■ Task instructions: Identify the line in which "Test yourself! Look at the image and find the camouflage" appears, then reproduce that line and all remaining lines of the records word for word.

■ Information:
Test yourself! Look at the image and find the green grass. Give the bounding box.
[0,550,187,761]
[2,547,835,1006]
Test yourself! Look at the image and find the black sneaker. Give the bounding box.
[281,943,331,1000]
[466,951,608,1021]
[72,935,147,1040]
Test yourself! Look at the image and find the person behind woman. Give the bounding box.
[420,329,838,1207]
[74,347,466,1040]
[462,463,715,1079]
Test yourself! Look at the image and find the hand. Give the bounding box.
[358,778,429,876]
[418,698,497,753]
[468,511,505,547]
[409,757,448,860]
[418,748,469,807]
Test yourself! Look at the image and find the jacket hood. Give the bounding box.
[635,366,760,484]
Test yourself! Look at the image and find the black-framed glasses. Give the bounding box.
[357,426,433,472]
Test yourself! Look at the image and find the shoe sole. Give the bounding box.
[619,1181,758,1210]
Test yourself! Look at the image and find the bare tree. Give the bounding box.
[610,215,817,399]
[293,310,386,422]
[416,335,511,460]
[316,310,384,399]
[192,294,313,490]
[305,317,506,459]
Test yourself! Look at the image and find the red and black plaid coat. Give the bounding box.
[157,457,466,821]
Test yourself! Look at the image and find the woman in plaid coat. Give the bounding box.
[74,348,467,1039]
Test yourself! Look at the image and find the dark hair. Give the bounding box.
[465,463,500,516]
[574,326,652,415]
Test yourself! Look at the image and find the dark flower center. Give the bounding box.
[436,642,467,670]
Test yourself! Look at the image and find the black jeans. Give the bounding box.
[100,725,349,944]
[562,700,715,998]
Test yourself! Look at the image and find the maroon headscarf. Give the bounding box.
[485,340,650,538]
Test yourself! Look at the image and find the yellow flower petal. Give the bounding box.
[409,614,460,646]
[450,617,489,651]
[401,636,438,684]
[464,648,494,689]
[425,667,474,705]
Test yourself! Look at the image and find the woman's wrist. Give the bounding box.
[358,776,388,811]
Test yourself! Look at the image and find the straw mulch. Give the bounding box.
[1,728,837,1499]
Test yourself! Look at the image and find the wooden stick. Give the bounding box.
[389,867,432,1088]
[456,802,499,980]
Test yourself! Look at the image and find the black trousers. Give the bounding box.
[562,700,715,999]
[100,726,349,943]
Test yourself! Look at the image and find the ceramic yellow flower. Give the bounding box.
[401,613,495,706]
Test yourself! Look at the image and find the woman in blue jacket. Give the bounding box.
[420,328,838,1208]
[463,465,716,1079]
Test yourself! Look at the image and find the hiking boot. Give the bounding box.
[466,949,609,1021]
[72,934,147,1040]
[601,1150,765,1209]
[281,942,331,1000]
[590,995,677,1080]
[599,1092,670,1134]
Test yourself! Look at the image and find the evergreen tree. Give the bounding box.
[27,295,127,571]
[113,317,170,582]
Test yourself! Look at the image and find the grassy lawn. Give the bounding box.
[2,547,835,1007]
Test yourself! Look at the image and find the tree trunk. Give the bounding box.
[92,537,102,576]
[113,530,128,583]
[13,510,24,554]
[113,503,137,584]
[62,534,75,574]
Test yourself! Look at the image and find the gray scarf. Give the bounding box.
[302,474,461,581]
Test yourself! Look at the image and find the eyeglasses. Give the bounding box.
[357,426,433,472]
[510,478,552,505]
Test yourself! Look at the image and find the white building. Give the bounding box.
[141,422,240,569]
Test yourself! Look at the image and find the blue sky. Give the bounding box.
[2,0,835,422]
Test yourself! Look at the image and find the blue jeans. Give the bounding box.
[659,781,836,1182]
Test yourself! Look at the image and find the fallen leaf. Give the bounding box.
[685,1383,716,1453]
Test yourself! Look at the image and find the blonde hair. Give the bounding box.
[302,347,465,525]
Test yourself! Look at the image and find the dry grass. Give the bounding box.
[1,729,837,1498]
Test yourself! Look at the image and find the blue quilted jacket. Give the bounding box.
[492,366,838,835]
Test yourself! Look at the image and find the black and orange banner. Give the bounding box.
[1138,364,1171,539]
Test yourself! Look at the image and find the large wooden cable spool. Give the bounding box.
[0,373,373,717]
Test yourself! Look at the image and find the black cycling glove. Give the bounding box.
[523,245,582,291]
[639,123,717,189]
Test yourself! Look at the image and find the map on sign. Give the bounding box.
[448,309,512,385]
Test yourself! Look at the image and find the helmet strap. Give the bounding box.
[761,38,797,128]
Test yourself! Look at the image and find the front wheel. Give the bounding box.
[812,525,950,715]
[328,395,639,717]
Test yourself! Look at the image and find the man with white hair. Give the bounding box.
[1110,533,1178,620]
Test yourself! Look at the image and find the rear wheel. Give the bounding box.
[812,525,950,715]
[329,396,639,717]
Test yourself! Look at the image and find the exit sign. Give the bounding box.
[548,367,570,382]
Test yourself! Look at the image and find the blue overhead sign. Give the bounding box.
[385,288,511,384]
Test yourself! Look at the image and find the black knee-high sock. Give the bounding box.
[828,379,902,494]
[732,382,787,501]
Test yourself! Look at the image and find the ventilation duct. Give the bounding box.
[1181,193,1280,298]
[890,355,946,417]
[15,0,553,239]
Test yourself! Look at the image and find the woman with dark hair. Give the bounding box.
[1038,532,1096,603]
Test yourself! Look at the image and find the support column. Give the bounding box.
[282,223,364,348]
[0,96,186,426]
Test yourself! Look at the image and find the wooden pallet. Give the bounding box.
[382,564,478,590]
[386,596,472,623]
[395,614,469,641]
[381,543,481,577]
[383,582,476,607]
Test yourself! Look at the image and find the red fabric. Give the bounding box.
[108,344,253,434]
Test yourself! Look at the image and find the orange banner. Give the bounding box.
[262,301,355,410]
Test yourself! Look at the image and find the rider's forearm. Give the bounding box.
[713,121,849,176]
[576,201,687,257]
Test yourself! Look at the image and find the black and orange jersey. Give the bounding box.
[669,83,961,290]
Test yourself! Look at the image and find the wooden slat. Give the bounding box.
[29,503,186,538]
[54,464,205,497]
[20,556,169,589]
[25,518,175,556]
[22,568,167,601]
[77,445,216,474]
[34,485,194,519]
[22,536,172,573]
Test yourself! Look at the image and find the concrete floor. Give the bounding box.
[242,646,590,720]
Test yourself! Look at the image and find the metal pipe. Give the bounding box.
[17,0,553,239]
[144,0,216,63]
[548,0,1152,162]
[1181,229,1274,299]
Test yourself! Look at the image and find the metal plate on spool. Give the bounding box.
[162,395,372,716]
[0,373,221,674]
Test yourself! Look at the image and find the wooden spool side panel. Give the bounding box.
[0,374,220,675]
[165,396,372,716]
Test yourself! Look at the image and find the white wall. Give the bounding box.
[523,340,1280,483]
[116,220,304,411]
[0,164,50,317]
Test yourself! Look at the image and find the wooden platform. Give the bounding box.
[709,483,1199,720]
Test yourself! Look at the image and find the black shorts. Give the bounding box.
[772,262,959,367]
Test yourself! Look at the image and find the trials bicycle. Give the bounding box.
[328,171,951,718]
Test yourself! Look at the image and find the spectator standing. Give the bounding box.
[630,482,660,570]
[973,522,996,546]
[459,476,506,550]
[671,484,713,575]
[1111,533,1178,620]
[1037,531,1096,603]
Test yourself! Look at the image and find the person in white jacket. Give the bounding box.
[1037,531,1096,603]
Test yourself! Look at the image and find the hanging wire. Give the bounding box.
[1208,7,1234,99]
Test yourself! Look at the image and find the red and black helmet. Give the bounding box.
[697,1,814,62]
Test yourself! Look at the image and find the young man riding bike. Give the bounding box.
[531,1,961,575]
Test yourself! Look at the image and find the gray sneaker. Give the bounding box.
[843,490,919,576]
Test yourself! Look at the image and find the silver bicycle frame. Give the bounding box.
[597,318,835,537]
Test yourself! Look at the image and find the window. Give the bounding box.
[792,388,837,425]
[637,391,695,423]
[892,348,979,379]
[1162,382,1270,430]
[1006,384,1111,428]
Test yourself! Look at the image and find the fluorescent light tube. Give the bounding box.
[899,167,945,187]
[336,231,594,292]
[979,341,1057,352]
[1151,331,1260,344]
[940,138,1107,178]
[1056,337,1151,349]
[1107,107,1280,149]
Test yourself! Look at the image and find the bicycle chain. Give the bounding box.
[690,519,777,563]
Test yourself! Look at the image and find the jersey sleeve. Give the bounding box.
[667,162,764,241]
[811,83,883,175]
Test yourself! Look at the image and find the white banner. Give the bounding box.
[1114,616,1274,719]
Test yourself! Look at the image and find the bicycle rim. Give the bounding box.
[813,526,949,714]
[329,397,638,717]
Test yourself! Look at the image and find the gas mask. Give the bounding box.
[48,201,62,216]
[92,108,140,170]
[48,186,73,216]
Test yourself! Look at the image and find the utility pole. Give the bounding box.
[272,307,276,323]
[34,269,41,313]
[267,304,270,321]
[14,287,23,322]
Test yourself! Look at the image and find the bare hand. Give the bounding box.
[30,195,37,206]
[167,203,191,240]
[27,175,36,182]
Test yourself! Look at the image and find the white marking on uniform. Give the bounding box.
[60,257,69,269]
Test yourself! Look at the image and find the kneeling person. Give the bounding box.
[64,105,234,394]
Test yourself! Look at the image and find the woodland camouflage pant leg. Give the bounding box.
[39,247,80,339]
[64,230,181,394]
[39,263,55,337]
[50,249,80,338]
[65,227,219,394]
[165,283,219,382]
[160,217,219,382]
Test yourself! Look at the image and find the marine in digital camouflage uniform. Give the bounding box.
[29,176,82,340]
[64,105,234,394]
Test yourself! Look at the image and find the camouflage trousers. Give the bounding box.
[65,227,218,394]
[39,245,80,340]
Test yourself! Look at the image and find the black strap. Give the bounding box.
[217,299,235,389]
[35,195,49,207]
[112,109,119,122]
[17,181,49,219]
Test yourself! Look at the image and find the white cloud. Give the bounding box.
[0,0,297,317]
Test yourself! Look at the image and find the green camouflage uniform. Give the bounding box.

■ Expected answer:
Test yourself! Look at the image and find the camouflage trousers. Give the bounding box.
[65,227,218,394]
[39,245,80,340]
Test yourself! Look at the image and find the black strap. Give the bounding box.
[217,299,235,389]
[35,195,49,207]
[112,109,119,122]
[17,181,49,219]
Test yourself! Look at the image and find the white cloud. Give the bounding box.
[0,0,297,317]
Test yourself! Look at the image and find the green camouflage uniform. Give the bounding box.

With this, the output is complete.